The records:
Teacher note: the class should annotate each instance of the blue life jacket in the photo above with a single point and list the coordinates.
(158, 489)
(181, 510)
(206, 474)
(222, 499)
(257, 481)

What you should do: Can you give the items above as a numbered list, leaving out any blank lines?

Result:
1. Teacher note: the class should annotate each instance of the blue life jacket in the photo above with a single point and list the coordinates.
2. (158, 489)
3. (181, 510)
4. (206, 474)
5. (222, 499)
6. (257, 481)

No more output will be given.